EXERCISE TASK →
Locate the line containing "Where can you find the shadow" in the material below; repeat it and every line after it, exactly as written.

DATA PROVIDED →
>>>>

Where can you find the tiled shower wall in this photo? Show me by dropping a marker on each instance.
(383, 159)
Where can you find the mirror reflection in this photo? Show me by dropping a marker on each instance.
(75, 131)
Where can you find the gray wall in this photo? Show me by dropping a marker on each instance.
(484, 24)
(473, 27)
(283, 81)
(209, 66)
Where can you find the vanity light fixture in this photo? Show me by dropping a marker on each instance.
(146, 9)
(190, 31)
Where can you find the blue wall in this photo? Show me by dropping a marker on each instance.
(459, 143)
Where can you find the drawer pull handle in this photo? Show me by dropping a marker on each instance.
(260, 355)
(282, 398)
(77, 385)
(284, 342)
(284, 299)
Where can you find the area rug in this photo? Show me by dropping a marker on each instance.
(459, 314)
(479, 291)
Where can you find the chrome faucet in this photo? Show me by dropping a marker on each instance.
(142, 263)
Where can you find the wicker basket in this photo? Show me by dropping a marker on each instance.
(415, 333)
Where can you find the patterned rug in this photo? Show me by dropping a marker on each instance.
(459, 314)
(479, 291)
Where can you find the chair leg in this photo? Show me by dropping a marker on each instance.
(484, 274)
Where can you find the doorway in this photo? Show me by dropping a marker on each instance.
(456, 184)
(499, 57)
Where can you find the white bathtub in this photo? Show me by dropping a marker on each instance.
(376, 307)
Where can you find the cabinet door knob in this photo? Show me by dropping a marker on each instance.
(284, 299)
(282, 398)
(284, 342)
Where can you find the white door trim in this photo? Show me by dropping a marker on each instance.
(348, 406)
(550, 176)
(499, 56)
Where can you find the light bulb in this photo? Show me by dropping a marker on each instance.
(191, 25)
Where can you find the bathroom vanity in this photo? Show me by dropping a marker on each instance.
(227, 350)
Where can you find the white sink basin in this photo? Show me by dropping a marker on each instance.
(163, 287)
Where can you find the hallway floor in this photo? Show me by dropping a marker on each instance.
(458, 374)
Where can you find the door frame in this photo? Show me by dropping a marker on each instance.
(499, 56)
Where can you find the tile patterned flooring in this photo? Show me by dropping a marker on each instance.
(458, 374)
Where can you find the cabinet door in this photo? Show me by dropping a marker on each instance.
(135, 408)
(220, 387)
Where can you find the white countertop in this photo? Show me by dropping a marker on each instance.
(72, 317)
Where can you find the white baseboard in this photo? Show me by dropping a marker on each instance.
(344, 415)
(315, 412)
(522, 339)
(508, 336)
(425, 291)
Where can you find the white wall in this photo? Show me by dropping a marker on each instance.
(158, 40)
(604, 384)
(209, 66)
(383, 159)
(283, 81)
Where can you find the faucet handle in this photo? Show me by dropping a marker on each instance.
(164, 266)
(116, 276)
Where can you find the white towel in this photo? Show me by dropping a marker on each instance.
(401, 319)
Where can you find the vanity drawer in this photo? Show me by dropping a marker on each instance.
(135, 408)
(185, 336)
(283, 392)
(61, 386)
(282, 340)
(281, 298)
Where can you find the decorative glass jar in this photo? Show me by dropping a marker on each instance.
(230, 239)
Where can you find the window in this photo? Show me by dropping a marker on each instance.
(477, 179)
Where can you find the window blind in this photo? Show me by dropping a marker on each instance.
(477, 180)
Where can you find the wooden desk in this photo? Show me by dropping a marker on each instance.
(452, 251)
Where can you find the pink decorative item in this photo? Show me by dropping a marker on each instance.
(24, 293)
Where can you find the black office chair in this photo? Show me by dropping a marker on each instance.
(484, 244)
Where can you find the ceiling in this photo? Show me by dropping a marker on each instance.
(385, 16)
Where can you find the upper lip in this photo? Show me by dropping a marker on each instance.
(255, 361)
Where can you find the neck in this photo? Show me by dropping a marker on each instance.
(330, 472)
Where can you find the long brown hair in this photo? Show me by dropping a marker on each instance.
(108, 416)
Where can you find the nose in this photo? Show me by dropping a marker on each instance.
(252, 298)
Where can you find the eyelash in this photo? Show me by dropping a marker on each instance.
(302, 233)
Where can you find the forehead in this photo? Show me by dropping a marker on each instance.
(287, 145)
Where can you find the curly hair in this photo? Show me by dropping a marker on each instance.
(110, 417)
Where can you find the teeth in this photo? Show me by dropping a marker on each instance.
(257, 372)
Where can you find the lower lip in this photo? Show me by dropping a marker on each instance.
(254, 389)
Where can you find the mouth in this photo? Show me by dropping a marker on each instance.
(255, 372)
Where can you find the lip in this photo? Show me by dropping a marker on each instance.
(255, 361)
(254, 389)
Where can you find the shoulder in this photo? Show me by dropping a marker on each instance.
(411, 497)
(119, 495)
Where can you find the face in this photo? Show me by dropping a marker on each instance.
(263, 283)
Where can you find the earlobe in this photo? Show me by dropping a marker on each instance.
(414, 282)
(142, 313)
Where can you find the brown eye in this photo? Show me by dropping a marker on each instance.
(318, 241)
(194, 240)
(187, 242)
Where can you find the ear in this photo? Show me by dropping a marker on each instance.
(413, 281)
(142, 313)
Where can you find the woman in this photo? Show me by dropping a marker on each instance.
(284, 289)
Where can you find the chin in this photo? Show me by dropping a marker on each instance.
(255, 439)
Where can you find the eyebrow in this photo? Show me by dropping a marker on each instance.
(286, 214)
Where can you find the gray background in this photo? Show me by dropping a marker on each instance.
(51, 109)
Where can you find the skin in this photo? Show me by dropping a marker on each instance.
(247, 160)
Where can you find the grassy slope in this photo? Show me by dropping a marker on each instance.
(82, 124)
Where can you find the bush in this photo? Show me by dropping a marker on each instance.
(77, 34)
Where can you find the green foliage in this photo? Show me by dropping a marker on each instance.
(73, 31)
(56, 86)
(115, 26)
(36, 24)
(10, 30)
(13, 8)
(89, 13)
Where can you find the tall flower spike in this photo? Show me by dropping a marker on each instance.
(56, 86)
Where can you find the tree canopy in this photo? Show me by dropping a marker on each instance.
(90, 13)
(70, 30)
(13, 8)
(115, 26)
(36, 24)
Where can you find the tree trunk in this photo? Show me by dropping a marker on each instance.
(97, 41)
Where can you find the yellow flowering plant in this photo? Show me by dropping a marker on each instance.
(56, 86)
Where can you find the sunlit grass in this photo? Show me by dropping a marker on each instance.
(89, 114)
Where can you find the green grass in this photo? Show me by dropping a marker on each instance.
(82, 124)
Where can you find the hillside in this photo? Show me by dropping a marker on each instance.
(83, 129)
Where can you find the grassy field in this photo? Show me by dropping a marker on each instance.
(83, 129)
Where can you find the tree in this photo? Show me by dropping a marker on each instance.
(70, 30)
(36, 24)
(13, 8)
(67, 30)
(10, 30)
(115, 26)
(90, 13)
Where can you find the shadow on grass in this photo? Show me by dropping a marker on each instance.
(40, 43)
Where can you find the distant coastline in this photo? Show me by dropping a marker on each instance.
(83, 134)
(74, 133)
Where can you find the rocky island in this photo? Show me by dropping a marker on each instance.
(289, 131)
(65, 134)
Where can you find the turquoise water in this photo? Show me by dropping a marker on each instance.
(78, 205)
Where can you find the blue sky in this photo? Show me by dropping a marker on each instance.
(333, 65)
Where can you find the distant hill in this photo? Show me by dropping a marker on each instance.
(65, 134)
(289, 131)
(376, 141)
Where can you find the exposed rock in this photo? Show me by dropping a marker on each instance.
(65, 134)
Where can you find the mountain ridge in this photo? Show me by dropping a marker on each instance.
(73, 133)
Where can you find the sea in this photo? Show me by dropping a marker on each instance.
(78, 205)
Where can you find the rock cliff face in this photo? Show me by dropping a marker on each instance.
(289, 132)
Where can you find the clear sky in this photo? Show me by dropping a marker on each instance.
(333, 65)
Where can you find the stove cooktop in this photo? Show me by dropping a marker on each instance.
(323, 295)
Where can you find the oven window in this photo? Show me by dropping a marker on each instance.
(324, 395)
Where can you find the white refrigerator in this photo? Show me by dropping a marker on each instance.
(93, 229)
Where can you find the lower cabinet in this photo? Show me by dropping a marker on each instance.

<<<<

THE RESULT →
Where can you find the shadow on grass in this photo? Show me by dropping a marker on each instance.
(40, 43)
Where can you find the distant coastline in this photo? Show me by dropping a marker on each instance.
(83, 134)
(74, 133)
Where can you find the rocky island in this photo? Show me by dropping a marker on each instance.
(289, 131)
(65, 134)
Where can you find the turquoise water in this photo? Show me by dropping a marker on each instance.
(78, 205)
Where can you find the blue sky in this photo? Show me by dropping a marker on each instance.
(333, 65)
Where can you find the distant hill in this photo? Show me by dropping a marker on each instance.
(65, 134)
(289, 131)
(376, 141)
Where can you find the exposed rock in this photo? Show me by dropping a marker on each instance.
(65, 134)
Where can you find the mountain ridge in this photo? Show me by dropping a marker on each instance.
(73, 133)
Where can you find the sea in this photo? Show me by dropping a marker on each instance.
(78, 205)
Where can you find the rock cliff face in this photo? Show me by dropping a marker on each instance.
(289, 132)
Where can you find the clear sky in this photo? Show me by dropping a marker on each instance.
(333, 65)
Where can you find the stove cooktop in this photo? Show me by dropping a marker on each instance.
(323, 295)
Where can you find the oven window in this photo? Show me by dropping a marker on each instance.
(324, 395)
Where can you find the white refrigerator in this photo? Show me by dropping a marker on each instance.
(93, 229)
Where can you find the lower cabinet in this photo? Show me by dropping a marker on each instance.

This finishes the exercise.